But wheat, barley and rarely oats, are also susceptible. Grasses, with their
wide flowering window, are more susceptible to ergot than cereal crops.

In the infected flower, the ovary is replaced by an ergot body, actually a
sclerotia of the fungus. These fall from the seed head and overwinter in the
field to re-infect another crop, or they may be combined and become a seedborne
infection. The cycle can start over again the following year.

Because ergot is produced in grasses as well as cereals, the part of the disease
triangle that mainly determines whether or not it shows up in grain is the environment.
Wet soil in spring or early summer and wet weather during flowering provide
the environment the fungus needs, so ergot is more common in cool, wet years.
Cool, wet conditions extend cereal flowering, so the crop is susceptible to
infection longer. Poor fertility or herbicide injury can also extend the flowering

"This doesn't mean ergot is outside your control," says Mills. "Varying
seeding dates can reduce the number of crops that are susceptible to damage
during an episode of wet weather."

Saved data entries
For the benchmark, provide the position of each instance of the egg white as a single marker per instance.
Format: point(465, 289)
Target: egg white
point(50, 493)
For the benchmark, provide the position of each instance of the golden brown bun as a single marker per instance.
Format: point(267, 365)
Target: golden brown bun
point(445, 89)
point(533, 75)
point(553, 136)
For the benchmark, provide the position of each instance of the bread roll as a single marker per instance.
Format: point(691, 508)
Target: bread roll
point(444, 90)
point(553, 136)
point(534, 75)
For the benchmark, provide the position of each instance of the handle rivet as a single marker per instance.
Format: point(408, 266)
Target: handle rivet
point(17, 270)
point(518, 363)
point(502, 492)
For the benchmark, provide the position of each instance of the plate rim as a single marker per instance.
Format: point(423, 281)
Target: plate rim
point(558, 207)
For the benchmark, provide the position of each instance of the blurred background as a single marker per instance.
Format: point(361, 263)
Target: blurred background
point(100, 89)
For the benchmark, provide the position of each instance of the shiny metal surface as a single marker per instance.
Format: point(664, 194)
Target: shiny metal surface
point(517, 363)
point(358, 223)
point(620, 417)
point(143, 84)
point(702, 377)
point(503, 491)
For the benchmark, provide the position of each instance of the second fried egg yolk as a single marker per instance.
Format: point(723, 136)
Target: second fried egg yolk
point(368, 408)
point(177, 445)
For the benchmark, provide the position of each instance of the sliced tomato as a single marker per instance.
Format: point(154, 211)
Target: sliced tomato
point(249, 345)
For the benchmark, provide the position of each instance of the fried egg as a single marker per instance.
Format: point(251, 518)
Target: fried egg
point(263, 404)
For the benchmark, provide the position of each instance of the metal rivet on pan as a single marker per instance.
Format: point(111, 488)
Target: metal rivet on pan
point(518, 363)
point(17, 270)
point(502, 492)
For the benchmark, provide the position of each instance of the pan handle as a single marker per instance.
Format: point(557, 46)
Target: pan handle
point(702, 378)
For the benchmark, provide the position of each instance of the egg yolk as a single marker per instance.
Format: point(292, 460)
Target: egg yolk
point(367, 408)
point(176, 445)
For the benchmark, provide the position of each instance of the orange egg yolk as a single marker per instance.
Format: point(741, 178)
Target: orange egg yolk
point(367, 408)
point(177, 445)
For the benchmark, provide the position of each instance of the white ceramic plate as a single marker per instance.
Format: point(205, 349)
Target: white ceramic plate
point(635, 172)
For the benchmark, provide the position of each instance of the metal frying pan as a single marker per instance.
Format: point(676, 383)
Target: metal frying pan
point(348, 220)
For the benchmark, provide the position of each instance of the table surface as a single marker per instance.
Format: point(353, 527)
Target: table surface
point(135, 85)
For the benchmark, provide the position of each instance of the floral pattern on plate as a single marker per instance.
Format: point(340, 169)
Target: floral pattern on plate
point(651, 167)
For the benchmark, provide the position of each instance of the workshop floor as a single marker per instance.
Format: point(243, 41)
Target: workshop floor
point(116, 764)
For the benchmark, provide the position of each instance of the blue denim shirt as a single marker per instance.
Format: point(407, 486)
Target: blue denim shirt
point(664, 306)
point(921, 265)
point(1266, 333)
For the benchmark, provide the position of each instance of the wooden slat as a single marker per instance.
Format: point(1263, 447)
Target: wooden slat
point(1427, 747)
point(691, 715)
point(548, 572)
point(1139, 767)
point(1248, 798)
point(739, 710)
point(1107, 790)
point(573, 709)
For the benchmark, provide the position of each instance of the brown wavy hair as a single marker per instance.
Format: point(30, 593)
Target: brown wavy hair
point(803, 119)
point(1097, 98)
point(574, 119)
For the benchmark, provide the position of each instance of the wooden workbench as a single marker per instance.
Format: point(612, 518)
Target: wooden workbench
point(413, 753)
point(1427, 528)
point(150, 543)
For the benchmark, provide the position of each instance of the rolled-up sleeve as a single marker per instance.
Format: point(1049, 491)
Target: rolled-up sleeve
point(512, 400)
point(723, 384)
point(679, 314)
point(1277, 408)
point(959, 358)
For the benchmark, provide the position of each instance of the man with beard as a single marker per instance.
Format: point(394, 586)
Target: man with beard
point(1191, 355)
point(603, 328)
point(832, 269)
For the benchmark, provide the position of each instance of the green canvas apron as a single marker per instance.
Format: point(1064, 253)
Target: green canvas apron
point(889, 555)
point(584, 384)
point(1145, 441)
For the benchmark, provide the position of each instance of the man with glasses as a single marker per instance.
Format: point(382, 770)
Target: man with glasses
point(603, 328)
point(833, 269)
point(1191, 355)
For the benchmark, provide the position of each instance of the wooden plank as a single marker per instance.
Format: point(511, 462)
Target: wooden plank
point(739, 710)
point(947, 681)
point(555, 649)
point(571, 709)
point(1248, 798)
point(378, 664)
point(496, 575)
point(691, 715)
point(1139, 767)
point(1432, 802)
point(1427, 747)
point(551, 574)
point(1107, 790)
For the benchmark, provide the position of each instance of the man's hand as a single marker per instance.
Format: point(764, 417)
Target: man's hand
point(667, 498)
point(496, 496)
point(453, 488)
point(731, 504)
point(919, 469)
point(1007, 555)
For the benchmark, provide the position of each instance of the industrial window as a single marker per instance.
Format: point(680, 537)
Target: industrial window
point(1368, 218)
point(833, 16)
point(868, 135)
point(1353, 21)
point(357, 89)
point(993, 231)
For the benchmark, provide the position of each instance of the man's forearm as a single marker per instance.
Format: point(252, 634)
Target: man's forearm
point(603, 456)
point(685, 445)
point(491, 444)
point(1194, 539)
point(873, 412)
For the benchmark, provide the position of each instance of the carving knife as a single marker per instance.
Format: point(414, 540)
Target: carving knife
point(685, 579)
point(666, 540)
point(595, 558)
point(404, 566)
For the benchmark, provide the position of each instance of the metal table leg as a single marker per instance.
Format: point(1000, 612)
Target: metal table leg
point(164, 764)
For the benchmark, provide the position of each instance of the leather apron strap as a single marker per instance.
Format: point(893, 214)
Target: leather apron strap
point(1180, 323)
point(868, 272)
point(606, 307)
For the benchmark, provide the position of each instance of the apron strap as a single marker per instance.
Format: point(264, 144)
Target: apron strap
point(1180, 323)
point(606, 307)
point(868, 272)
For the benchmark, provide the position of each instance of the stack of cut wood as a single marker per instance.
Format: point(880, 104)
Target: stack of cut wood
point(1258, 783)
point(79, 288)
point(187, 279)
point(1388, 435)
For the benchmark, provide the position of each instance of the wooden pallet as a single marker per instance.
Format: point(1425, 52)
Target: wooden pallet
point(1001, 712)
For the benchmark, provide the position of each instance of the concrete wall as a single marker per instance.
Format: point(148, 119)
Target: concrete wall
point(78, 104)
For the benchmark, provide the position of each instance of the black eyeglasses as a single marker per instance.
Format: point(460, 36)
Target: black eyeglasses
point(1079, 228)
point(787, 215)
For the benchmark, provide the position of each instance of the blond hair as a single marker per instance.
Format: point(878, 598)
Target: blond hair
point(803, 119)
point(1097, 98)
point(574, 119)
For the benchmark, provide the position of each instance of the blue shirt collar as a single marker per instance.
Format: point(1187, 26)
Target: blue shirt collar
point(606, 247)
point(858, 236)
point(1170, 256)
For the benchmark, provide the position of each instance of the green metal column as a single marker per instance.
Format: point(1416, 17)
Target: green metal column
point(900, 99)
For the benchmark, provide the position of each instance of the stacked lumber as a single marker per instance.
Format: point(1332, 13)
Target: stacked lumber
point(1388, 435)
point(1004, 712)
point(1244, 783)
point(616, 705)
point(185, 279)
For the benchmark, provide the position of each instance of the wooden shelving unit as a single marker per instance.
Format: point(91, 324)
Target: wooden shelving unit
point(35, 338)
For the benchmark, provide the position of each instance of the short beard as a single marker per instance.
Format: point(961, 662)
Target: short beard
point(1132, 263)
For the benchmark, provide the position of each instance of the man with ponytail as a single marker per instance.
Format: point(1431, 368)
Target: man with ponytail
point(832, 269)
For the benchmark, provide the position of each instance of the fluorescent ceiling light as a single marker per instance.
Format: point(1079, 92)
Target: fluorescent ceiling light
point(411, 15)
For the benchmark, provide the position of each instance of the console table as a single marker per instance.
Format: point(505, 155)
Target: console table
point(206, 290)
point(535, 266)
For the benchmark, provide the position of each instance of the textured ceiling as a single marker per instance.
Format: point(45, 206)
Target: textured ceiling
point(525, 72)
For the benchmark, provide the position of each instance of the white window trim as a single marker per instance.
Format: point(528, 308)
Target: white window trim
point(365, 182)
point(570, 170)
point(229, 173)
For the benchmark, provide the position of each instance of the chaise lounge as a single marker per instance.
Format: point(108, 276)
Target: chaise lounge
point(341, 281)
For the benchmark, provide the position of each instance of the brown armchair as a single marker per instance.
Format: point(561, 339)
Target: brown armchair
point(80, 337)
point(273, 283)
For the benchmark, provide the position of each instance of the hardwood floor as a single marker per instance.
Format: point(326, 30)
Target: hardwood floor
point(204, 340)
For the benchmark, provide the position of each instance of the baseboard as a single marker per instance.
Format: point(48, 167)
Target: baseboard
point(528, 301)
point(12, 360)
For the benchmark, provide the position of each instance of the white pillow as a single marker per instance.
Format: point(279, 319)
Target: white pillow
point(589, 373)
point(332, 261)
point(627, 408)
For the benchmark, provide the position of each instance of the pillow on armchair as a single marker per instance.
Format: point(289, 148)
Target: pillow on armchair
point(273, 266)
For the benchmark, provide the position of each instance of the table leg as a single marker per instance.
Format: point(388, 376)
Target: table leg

● REQUIRED TASKS:
[a] Reproduce the ergot passage word for word, starting at "In the infected" and ending at "cool, wet years.".
[b] According to the ergot passage, what conditions provide the environment the fungus needs?
Rely only on the ergot passage, not on the lines.

● ANSWERS BY TASK:
[a]
In the infected flower, the ovary is replaced by an ergot body, actually a
sclerotia of the fungus. These fall from the seed head and overwinter in the
field to re-infect another crop, or they may be combined and become a seedborne
infection. The cycle can start over again the following year.

Because ergot is produced in grasses as well as cereals, the part of the disease
triangle that mainly determines whether or not it shows up in grain is the environment.
Wet soil in spring or early summer and wet weather during flowering provide
the environment the fungus needs, so ergot is more common in cool, wet years.

[b] Wet soil in spring or early summer and wet weather during flowering.